Copy out the listing below exactly, from its first line up to and including the line with "45), (50, 41)]".

● ● ● ●

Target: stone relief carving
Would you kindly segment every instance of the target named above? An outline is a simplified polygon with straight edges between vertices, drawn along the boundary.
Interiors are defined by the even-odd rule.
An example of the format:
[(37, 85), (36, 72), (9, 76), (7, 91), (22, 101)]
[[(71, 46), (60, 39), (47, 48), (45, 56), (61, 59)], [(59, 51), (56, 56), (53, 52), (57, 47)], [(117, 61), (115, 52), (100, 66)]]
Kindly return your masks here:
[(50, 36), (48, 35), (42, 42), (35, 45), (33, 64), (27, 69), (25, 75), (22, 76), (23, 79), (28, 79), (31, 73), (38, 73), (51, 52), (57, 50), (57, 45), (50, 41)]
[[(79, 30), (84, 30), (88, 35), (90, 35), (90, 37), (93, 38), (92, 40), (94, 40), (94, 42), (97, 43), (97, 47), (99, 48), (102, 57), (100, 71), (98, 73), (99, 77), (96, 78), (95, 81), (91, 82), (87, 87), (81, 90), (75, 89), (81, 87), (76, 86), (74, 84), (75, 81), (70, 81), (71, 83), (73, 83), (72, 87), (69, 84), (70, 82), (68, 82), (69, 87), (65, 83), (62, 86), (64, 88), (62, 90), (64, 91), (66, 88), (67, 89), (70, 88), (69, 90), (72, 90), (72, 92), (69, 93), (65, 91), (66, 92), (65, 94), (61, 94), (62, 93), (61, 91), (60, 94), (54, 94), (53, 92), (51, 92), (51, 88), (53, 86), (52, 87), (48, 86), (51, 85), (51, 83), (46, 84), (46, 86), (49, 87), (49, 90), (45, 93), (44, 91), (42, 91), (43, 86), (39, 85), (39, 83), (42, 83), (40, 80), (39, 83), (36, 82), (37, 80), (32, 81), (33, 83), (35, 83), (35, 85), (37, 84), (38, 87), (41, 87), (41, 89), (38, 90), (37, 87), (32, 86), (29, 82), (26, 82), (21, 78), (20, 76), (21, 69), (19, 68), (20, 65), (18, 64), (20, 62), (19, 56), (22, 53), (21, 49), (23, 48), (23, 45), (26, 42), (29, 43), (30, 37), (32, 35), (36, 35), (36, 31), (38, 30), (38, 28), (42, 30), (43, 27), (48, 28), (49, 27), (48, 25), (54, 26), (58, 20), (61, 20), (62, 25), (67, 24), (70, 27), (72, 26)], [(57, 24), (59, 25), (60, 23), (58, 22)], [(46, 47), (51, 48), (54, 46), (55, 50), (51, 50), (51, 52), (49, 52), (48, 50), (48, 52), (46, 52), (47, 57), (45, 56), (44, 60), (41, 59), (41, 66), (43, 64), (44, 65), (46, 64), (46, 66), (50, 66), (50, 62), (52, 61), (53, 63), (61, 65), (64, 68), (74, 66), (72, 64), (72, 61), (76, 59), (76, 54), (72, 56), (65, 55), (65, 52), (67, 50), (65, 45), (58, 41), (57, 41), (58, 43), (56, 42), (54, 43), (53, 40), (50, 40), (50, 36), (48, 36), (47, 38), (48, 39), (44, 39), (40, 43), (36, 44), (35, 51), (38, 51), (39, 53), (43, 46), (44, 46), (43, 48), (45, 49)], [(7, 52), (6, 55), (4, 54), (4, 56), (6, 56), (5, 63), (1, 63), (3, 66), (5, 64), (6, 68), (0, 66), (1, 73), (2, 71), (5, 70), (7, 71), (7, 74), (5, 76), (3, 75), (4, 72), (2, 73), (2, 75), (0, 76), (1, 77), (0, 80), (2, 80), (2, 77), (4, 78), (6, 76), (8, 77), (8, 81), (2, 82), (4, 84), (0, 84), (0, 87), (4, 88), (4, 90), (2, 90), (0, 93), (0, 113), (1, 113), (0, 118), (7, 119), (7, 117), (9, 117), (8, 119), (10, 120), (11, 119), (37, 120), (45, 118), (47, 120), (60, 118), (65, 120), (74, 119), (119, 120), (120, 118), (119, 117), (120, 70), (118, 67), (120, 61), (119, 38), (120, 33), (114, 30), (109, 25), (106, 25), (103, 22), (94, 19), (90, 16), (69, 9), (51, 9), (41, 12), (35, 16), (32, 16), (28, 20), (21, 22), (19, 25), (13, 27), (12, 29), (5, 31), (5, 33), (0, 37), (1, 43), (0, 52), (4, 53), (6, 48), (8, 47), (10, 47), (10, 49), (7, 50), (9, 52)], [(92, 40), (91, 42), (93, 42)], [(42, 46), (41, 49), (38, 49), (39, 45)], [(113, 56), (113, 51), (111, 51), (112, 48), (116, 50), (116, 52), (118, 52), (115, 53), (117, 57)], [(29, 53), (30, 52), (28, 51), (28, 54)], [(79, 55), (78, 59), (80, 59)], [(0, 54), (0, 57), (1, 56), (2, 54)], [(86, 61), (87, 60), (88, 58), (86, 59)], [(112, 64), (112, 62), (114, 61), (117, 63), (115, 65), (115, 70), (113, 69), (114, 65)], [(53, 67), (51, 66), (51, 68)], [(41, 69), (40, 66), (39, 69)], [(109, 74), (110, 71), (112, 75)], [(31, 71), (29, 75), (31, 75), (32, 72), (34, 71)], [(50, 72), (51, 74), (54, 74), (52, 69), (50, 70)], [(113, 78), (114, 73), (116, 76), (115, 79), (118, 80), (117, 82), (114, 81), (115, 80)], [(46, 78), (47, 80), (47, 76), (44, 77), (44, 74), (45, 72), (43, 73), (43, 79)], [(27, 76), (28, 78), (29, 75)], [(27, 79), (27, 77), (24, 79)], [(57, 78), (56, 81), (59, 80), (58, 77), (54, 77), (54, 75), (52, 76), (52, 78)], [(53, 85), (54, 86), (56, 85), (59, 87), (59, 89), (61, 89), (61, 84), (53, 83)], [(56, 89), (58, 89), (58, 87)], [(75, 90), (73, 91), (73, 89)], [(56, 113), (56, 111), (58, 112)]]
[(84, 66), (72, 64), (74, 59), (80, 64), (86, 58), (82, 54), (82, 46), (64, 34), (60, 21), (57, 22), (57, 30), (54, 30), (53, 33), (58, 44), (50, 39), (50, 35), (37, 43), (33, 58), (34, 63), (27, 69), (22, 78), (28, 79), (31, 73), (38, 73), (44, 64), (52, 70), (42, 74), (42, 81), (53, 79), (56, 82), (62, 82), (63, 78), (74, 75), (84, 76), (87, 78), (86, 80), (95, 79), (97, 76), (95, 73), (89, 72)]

● ● ● ●

**CORRECT ANSWER:**
Target: stone relief carving
Would you kindly segment every instance of the target named above? An outline is a simplified polygon with straight edges between vertices, drawn along the boundary.
Interiors are defined by the even-odd rule.
An example of the format:
[(37, 85), (36, 72), (9, 76), (7, 91), (22, 101)]
[[(71, 46), (60, 39), (47, 48), (45, 56), (61, 59)], [(59, 51), (56, 56), (53, 52), (57, 47)], [(117, 61), (115, 52), (100, 66)]]
Kindly return your masks here:
[(50, 36), (48, 35), (42, 42), (35, 45), (33, 64), (27, 69), (25, 75), (22, 76), (23, 79), (28, 79), (31, 73), (38, 73), (51, 52), (57, 50), (57, 45), (50, 41)]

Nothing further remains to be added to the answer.